In order to resolve these problems and overcome these disadvantages, an object of the invention is to provide a heterogeneous traffic Connection Admission Control system in ATM networks for dynamically controlling a system is capacity to a delay demand bound of a heterogeneous traffic class in order to meet a cell loss rate for an user""s demand, reduce the influence of mutual traffic interferences and enable the Connection Admission Control in a real time.
The other object of the invention is to provide a heterogeneous traffic Connection Admission Control method in ATM networks for dynamically controlling a system is capacity to a delay demand bound of a heterogeneous traffic class in order to meet a cell loss rate for an user""s demand, reduce the influence of mutual traffic interferences and enable the Connection Admission Control in a real time.
According to the invention, a heterogeneous traffic Connection Admission Control system in ATM networks comprises: a Connection Admission Control means for determining whether the connection admission is acceptable based on a maximum cell rate obtained by the combination of equivalent bandwidths calculated by each of a Connection Admission Controller upon the connection request of calls input into respective connection node; a bandwidth allotting means for determining a service capacity of each class in proportion of the equivalent bandwidth of each traffic class to the summing up of all traffic classes inputted into the Connection Admission Control means; means for temporally storing ATM cells through the Connection Admission Control means; and a server for fetching the ATM cell of each class from the storing means and transferring it through a transferring channel.

══════════════════════════════

WHAT IS EXPECTED - Continue the patent passage on connection admission control in ATM networks with the paragraph that would come next, in the same style.

THE DATA -
══════════════════════════════

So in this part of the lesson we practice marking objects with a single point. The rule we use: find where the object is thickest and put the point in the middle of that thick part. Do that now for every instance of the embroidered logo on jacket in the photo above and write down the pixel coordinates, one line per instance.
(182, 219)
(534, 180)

══════════════════════════════

RESPONSE BELOW -
Also, a heterogeneous traffic Connection Admission Control method in ATM networks comprises steps of calculating an equivalent band width of each traffic class using a distribution function of the number of cells estimated through the traffic measurement of each class; determining the capacity of a transferring channel in proportion to the calculated equivalent bandwidth upon the connection request of a new call; and comparing the link capacity determined above with the results of summing up the maximum cell rate of the call requesting the new call to the equivalent bandwidth of all classes.